Written request: Rewrite the material starting at the line containing "Practice. Find the person" and ending at the line containing "pixel 389 263" as a two-column CSV with the headers input and output, one row for each text paired with its answer. Put every value in a single quoted field, replacing line breaks with spaces.

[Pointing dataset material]
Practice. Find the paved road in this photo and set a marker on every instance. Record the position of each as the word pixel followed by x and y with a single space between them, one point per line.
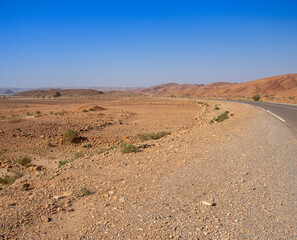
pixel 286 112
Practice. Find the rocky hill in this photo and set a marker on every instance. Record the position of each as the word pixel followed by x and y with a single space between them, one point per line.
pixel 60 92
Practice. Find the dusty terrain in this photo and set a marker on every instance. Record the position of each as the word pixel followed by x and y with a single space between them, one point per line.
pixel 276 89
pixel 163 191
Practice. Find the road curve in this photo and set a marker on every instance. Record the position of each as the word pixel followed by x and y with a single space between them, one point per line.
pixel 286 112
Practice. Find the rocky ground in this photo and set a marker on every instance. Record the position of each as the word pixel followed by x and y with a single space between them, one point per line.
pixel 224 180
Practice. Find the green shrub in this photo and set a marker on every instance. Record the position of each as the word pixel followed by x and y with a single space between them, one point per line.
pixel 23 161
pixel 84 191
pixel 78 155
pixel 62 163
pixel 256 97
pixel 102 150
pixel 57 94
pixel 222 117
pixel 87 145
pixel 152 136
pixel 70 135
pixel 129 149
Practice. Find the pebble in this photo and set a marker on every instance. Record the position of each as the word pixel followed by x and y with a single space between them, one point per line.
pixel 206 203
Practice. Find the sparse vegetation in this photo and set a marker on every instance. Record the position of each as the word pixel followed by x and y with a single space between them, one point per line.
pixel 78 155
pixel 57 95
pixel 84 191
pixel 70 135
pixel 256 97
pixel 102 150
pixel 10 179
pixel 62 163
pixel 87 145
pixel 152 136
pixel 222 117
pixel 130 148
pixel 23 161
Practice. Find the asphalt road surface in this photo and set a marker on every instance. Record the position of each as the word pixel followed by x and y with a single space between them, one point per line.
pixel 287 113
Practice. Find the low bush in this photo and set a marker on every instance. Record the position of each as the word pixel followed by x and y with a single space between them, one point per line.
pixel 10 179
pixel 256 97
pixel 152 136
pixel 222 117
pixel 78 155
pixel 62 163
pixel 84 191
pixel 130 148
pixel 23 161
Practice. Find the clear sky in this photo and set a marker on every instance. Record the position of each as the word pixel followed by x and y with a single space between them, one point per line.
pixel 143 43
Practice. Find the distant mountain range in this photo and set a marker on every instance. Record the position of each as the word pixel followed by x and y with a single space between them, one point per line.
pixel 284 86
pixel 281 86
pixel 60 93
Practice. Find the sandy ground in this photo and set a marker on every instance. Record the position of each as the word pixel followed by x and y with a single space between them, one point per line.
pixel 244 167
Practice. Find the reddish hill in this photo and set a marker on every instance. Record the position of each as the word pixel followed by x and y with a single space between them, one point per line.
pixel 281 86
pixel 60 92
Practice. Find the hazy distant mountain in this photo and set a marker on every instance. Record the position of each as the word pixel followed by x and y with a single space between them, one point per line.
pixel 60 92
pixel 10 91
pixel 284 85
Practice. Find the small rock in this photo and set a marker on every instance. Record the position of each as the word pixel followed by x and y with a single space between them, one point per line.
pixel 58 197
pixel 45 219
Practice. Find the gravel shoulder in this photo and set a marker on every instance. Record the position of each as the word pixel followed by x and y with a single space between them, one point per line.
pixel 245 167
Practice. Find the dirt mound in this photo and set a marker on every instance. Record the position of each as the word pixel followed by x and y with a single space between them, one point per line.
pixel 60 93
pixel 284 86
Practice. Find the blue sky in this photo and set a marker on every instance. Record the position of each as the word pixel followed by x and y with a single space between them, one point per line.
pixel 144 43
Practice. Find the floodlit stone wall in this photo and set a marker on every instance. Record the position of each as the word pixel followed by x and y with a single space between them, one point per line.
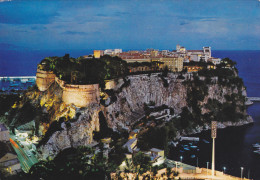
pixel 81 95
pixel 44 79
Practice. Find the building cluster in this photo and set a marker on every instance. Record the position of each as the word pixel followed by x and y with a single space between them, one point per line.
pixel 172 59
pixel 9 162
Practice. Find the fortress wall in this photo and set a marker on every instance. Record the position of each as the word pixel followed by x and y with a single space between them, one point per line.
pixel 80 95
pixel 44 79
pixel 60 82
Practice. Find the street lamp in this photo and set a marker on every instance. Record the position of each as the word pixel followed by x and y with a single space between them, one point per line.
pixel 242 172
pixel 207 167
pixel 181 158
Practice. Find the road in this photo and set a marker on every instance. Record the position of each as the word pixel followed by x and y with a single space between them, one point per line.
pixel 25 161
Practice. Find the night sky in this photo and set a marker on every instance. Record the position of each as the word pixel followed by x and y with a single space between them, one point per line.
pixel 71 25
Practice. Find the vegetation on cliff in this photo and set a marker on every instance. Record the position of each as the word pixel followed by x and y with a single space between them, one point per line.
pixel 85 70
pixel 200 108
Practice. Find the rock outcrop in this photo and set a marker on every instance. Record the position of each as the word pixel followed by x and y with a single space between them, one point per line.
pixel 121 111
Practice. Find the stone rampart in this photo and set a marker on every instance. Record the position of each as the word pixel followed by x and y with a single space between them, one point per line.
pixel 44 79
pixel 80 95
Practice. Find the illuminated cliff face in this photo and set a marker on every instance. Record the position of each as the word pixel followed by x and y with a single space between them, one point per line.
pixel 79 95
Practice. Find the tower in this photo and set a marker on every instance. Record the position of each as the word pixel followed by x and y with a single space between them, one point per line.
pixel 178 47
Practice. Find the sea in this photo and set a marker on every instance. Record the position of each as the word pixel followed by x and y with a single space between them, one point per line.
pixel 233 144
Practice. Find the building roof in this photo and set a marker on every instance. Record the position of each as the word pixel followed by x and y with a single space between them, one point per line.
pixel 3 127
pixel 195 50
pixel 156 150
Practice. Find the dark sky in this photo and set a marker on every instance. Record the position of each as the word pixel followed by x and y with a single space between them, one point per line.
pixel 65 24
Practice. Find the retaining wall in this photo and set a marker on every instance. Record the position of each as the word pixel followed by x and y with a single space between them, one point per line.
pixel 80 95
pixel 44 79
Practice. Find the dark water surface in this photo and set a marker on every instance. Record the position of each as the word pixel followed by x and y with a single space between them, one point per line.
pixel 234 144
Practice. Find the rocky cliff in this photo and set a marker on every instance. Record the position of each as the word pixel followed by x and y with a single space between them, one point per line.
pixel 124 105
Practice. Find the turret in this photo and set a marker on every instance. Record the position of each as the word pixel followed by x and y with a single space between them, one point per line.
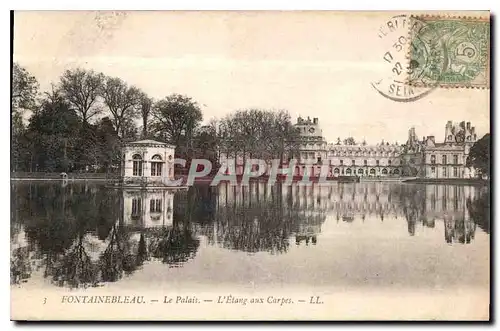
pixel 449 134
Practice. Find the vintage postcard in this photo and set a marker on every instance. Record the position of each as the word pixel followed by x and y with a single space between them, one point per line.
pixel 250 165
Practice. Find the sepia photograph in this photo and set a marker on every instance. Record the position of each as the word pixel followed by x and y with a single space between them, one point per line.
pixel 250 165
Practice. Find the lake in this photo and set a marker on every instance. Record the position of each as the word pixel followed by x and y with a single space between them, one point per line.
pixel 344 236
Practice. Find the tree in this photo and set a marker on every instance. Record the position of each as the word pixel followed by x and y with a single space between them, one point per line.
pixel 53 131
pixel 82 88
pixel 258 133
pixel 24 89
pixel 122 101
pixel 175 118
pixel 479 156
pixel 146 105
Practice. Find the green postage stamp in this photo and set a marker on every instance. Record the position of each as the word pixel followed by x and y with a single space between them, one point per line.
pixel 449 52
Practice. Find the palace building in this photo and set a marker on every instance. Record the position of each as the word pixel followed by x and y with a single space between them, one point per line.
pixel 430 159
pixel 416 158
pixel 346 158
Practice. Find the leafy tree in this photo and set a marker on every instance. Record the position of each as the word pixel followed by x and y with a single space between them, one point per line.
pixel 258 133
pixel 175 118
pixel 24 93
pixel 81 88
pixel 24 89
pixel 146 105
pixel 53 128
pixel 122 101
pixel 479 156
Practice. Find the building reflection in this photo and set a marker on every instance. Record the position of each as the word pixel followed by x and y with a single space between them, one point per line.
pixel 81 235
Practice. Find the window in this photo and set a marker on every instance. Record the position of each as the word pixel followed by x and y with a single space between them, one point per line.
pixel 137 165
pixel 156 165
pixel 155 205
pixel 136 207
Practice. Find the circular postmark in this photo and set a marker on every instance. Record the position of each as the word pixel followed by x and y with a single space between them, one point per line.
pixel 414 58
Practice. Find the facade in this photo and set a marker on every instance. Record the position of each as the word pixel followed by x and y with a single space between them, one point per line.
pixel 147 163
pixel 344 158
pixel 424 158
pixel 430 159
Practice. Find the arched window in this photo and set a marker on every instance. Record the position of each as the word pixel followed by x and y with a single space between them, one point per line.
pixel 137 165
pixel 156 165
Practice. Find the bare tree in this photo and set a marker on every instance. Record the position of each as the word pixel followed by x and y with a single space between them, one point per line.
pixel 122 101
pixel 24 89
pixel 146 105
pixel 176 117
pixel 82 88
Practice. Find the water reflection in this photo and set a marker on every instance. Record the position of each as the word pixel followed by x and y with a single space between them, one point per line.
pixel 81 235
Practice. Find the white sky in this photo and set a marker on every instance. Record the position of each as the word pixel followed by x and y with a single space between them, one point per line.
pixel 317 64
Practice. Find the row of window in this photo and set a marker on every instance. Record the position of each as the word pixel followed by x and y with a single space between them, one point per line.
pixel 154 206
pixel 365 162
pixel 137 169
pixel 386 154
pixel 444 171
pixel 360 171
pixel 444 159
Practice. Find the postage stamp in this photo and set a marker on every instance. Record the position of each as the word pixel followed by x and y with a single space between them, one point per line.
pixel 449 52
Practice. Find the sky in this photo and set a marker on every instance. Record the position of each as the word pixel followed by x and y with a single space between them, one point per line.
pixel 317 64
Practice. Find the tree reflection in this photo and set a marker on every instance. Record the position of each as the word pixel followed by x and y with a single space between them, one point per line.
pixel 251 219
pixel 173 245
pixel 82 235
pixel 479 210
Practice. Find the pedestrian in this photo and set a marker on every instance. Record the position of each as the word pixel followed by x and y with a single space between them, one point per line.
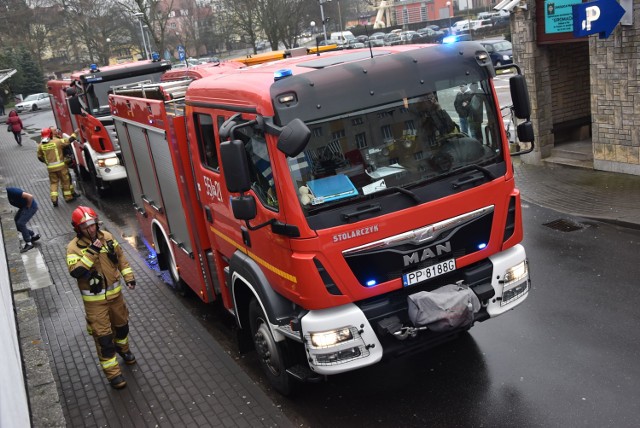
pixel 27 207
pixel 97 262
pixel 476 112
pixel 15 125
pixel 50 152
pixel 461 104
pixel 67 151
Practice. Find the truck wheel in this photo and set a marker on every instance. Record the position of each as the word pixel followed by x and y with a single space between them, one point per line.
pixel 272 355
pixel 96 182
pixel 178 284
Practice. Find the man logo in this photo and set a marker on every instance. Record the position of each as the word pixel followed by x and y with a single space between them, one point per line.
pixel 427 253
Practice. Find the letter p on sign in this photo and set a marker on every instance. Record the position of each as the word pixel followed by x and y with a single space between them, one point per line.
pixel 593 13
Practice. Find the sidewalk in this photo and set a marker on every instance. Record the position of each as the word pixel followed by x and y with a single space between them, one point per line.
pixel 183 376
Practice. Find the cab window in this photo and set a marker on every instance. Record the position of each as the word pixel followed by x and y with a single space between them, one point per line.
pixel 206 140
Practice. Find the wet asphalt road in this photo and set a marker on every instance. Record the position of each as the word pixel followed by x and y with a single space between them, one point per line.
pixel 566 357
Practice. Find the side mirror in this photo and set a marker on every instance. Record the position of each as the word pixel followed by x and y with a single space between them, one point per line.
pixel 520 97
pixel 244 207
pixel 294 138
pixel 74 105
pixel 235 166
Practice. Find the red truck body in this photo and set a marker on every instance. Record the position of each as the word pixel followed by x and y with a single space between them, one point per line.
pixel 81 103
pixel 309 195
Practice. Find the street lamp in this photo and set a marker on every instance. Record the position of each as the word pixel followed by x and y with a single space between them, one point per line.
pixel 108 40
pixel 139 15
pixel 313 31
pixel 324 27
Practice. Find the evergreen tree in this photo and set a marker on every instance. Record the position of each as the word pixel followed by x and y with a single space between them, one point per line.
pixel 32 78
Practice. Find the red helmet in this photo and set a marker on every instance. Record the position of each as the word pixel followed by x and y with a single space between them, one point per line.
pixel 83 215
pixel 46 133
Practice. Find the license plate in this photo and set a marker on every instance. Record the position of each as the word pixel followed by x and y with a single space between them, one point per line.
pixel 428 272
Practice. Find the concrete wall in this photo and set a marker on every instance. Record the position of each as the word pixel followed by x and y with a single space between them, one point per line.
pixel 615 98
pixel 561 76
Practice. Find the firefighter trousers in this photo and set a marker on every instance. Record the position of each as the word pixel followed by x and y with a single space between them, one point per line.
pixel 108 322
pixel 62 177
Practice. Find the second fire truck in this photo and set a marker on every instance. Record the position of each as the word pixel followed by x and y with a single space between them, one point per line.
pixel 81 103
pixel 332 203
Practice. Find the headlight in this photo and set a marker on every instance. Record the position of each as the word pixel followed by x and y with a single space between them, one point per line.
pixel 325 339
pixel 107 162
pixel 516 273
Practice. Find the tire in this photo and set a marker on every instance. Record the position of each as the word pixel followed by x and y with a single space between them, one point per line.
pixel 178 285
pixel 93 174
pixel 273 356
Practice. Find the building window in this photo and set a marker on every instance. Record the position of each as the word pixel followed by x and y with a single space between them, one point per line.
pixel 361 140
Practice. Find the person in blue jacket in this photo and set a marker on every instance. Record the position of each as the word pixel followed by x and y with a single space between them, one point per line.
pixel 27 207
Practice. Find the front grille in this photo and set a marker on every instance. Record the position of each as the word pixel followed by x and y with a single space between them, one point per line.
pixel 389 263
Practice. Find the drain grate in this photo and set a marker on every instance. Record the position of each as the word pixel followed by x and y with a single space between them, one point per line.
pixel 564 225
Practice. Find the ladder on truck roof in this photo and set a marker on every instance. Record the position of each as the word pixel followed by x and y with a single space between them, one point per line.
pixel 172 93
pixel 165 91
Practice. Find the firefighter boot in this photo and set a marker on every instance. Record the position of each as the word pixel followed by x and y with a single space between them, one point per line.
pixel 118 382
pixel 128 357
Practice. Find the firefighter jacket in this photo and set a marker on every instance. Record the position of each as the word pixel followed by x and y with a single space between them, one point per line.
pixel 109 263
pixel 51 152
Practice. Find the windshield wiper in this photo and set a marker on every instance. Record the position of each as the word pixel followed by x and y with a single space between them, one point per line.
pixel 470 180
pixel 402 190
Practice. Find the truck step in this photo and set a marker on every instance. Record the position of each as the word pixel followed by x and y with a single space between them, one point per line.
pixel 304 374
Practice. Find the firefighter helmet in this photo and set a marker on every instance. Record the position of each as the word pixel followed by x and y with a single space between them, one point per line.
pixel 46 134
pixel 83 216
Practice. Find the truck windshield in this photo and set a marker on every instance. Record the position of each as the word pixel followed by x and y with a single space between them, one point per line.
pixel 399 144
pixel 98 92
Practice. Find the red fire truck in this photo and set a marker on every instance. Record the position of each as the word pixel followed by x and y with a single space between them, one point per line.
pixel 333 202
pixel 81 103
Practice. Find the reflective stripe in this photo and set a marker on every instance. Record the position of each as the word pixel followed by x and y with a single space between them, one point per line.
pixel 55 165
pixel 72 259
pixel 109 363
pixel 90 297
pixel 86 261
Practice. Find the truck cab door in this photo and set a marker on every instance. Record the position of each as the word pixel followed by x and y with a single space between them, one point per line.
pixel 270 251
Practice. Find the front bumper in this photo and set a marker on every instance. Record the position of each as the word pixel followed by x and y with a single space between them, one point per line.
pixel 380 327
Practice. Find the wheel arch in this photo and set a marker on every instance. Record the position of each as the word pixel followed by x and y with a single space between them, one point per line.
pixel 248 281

Exercise result:
input,output
"Practice. Find the person in blue jacket in this photo and set a marker on every instance. Record the position of each as the word pixel followed by x and y with a single space between them, one point per line.","pixel 27 207"
"Practice. Find the front grille in this photo and set a marker on every instance. Record the position of each as the word pixel followed by x and y with a single space between them, one point per line.","pixel 389 263"